BEGIN Material to process

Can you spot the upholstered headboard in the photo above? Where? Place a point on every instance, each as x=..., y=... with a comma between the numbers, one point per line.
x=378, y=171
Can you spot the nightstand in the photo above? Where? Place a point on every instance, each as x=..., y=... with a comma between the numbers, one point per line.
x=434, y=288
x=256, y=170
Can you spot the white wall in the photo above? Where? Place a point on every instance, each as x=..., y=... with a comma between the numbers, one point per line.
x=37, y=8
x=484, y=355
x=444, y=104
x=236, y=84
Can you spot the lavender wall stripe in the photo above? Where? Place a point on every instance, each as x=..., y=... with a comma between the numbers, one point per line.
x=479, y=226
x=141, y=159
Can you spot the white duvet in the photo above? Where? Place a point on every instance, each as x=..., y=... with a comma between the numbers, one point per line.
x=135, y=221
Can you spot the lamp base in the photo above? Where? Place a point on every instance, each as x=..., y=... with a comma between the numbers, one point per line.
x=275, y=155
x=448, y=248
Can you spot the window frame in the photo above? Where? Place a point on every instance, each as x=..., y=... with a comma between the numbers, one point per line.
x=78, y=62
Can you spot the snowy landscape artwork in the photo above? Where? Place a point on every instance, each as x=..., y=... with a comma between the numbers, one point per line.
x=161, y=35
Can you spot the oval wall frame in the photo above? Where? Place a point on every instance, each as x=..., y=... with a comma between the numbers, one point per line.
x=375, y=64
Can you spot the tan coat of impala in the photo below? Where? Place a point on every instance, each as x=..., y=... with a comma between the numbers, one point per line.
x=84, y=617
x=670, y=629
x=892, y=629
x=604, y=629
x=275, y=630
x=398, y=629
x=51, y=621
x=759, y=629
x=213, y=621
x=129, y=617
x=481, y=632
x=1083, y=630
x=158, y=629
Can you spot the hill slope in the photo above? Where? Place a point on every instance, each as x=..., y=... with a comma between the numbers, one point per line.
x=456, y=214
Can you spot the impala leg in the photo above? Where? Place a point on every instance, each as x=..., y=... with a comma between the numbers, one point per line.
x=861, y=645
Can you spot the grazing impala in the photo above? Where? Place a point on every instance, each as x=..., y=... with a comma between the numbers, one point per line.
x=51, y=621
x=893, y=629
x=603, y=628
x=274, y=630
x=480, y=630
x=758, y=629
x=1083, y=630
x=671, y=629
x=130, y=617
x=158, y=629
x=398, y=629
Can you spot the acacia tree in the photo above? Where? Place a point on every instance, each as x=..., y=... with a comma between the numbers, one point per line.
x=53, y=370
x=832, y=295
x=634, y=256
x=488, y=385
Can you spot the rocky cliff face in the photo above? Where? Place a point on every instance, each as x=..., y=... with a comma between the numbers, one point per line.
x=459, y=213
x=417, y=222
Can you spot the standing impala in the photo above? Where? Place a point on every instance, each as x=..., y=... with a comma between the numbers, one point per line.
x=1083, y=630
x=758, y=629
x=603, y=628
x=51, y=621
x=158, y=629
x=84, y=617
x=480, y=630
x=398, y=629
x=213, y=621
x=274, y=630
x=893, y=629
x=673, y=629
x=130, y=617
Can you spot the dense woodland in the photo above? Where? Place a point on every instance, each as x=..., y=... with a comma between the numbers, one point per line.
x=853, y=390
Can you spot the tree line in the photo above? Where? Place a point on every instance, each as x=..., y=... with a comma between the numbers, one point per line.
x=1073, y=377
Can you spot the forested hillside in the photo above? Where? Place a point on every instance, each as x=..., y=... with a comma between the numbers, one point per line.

END Material to process

» Exercise details
May I have all of the records repeated exactly?

» Exercise output
Can you spot the upholstered headboard in the photo above? Where? Place a point on every instance, each as x=..., y=... with a comma between the numbers, one point per line.
x=378, y=171
Can you spot the nightstand in the photo above? Where? Place a point on every instance, each as x=..., y=... with a comma between the numbers, one point per line.
x=434, y=288
x=256, y=170
Can you spot the white wall in the photo above? Where? Place a point on every instance, each as x=..., y=... with a comma between the numbers, one point per line.
x=37, y=8
x=484, y=355
x=444, y=104
x=236, y=84
Can you spot the lavender wall stripe in the photo above? Where? Place a point on every instance, each as x=..., y=... with a comma between the numbers, one point per line.
x=479, y=226
x=141, y=159
Can you spot the white duvet in the photo above? Where? Place a point on every instance, each as x=..., y=... with a comma between the numbers, one point per line.
x=135, y=221
Can you spot the lamp base in the photo above? Where? Place a point on every instance, each as x=..., y=... with a comma between the numbers, one point per line.
x=275, y=155
x=448, y=248
Can you spot the window frame in the photo above? Where? Place a point on every instance, each as x=..., y=... with a comma between the numbers, one point per line.
x=78, y=62
Can you spot the snowy landscape artwork in the photo above? Where? Place a point on every instance, each as x=..., y=... with a comma between the numbers, one point per line.
x=161, y=35
Can you spot the oval wall frame in the photo above? Where? Place a point on every instance, each as x=..., y=... with a comma between the numbers, one point per line.
x=375, y=64
Can you spot the tan coat of impala in the photo below? Where? Place a point on every instance, each as x=..., y=... with a comma between the numbers, one point per line.
x=84, y=617
x=670, y=629
x=892, y=629
x=604, y=629
x=275, y=630
x=398, y=629
x=51, y=621
x=759, y=629
x=213, y=621
x=129, y=617
x=481, y=632
x=1083, y=630
x=158, y=629
Can you spot the hill slope in the photo above? Where? Place a point on every instance, each as x=..., y=... with a comma between the numbers, one point per line.
x=456, y=214
Can you spot the impala leg in the photo above? Where? Place a point on every instance, each as x=..., y=... with a comma between the numbers, one point per line.
x=861, y=645
Can you spot the grazing impala in the photo above? Where? Place a point on every instance, each as x=..., y=... with a comma between the numbers, one point per line.
x=51, y=621
x=893, y=629
x=603, y=628
x=274, y=630
x=480, y=630
x=758, y=629
x=1083, y=630
x=671, y=629
x=130, y=617
x=158, y=629
x=398, y=629
Can you spot the acacia tree in the photo above? Where? Place a point on every instance, each as x=..., y=... with a comma between the numbers, one point per line.
x=53, y=370
x=832, y=295
x=634, y=256
x=488, y=385
Can you spot the rocky cliff face in the photo above? Where? Place a point on every instance, each as x=..., y=... with a comma between the numbers, one point per line.
x=459, y=213
x=417, y=222
Can you spot the standing impala in the photo above? Where? Place a point on every instance, each as x=..., y=... with a comma between the numbers, one point per line.
x=1083, y=630
x=758, y=629
x=603, y=628
x=51, y=621
x=158, y=629
x=84, y=617
x=480, y=630
x=398, y=629
x=213, y=621
x=274, y=630
x=893, y=629
x=673, y=629
x=130, y=617
Can you spot the dense woodland in the photo above? Where? Place a point on every instance, each as x=..., y=... with a comma between the numbers, one point per line.
x=853, y=390
Can you spot the tree line in the photo above? Where? Place a point on every instance, each as x=..., y=... with a comma between the numbers, one point per line.
x=1073, y=377
Can you spot the forested hillside in the photo above? Where? Place a point on every instance, each as x=..., y=... with a comma between the numbers, one point per line.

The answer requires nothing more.